Please swap every "even-odd" in these lines for "nonzero" and change nothing else.

Start GIVEN INFORMATION

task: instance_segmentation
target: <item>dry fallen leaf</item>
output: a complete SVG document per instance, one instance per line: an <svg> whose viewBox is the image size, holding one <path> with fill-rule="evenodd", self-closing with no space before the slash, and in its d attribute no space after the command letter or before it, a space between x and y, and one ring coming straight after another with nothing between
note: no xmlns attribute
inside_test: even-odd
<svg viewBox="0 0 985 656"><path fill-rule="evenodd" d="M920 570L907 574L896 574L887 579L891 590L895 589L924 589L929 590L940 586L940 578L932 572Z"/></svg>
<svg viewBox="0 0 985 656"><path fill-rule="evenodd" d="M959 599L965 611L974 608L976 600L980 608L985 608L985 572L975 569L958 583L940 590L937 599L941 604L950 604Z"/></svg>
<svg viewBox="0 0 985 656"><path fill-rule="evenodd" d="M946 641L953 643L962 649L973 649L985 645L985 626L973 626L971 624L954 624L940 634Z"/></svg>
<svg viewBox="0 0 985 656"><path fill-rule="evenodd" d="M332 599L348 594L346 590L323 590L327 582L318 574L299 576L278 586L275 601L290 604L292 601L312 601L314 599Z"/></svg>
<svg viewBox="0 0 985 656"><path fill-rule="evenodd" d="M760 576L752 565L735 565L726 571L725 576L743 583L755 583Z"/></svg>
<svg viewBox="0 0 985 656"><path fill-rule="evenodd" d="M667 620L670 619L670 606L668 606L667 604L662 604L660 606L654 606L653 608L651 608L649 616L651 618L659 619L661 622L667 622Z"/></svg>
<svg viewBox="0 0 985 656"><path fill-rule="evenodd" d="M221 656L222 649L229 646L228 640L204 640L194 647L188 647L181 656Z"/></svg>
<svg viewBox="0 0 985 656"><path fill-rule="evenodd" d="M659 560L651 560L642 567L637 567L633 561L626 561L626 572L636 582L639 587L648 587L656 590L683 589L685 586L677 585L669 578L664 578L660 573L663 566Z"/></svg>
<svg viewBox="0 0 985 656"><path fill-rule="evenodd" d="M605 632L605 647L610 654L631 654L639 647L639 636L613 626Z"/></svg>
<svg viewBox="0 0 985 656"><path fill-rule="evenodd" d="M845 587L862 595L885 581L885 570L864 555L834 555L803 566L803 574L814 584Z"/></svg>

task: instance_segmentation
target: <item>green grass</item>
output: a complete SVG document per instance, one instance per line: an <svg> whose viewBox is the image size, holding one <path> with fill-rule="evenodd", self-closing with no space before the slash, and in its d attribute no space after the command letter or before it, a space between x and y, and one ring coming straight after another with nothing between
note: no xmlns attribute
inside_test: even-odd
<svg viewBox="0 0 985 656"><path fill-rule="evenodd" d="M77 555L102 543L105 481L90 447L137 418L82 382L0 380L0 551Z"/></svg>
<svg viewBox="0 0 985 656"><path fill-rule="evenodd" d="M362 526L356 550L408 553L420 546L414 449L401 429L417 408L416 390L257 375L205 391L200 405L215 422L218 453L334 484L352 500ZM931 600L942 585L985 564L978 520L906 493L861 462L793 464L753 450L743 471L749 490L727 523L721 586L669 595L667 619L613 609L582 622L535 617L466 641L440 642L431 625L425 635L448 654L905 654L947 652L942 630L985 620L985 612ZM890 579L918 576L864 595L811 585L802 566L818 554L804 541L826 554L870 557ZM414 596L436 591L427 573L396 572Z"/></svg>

End GIVEN INFORMATION

SOLUTION TO THIS PROBLEM
task: instance_segmentation
target: <item>dry fallen leaf</item>
output: a complete SVG document per instance, one instance per line: an <svg> whose viewBox is the image size, holding one <path> with fill-rule="evenodd", self-closing with no space before the slash, and in its d attribute no space after the command letter or before it, a space between x and y, and one ring coming straight after another with nothing between
note: no xmlns attribute
inside_test: nonzero
<svg viewBox="0 0 985 656"><path fill-rule="evenodd" d="M920 570L907 574L896 574L887 579L891 590L895 589L924 589L929 590L940 586L940 578L932 572Z"/></svg>
<svg viewBox="0 0 985 656"><path fill-rule="evenodd" d="M959 599L965 611L974 608L976 600L980 608L985 608L985 572L975 569L958 583L940 590L937 599L941 604L950 604Z"/></svg>
<svg viewBox="0 0 985 656"><path fill-rule="evenodd" d="M946 641L953 643L962 649L973 649L985 645L985 626L973 626L971 624L954 624L940 634Z"/></svg>
<svg viewBox="0 0 985 656"><path fill-rule="evenodd" d="M332 599L348 594L346 590L323 590L327 582L318 574L299 576L278 586L275 601L290 604L292 601L312 601L314 599Z"/></svg>
<svg viewBox="0 0 985 656"><path fill-rule="evenodd" d="M760 576L752 565L735 565L726 571L725 576L743 583L755 583Z"/></svg>
<svg viewBox="0 0 985 656"><path fill-rule="evenodd" d="M667 620L670 619L670 606L668 606L667 604L662 604L660 606L654 606L653 608L651 608L649 616L651 618L659 619L661 622L667 622Z"/></svg>
<svg viewBox="0 0 985 656"><path fill-rule="evenodd" d="M221 656L222 649L229 646L228 640L204 640L194 647L188 647L181 656Z"/></svg>
<svg viewBox="0 0 985 656"><path fill-rule="evenodd" d="M659 560L651 560L642 567L637 567L633 561L626 561L626 572L636 582L639 587L648 587L656 590L683 589L685 586L677 585L669 578L664 578L660 573L663 566Z"/></svg>
<svg viewBox="0 0 985 656"><path fill-rule="evenodd" d="M605 632L605 647L610 654L631 654L639 647L639 636L613 626Z"/></svg>
<svg viewBox="0 0 985 656"><path fill-rule="evenodd" d="M845 587L862 595L885 581L885 570L864 555L834 555L803 566L803 574L814 584Z"/></svg>

task: instance_segmentation
target: <item>green grass</item>
output: a complete SVG document per instance, one instance per line: an <svg> whose viewBox is the image size, holding one <path> with fill-rule="evenodd", self-closing with no space before the slash, and in its d attribute no space after the command letter or before it, a space between x and y, and one ring coming straight after another with nothing between
note: no xmlns attribute
inside_test: nonzero
<svg viewBox="0 0 985 656"><path fill-rule="evenodd" d="M77 555L102 543L105 481L90 447L137 418L82 382L0 380L0 551Z"/></svg>
<svg viewBox="0 0 985 656"><path fill-rule="evenodd" d="M362 526L356 550L408 553L420 546L414 449L401 429L417 408L416 390L257 375L205 391L200 405L215 422L218 453L334 484L352 500ZM931 600L942 585L985 564L978 520L906 493L861 462L793 464L753 450L743 471L749 490L727 523L721 586L669 595L667 619L613 609L582 622L535 617L466 641L440 642L431 625L425 635L448 654L905 654L947 652L942 630L985 620L985 612ZM890 579L918 576L864 595L811 585L802 566L818 554L804 541L826 554L870 557ZM414 596L436 591L427 573L396 572Z"/></svg>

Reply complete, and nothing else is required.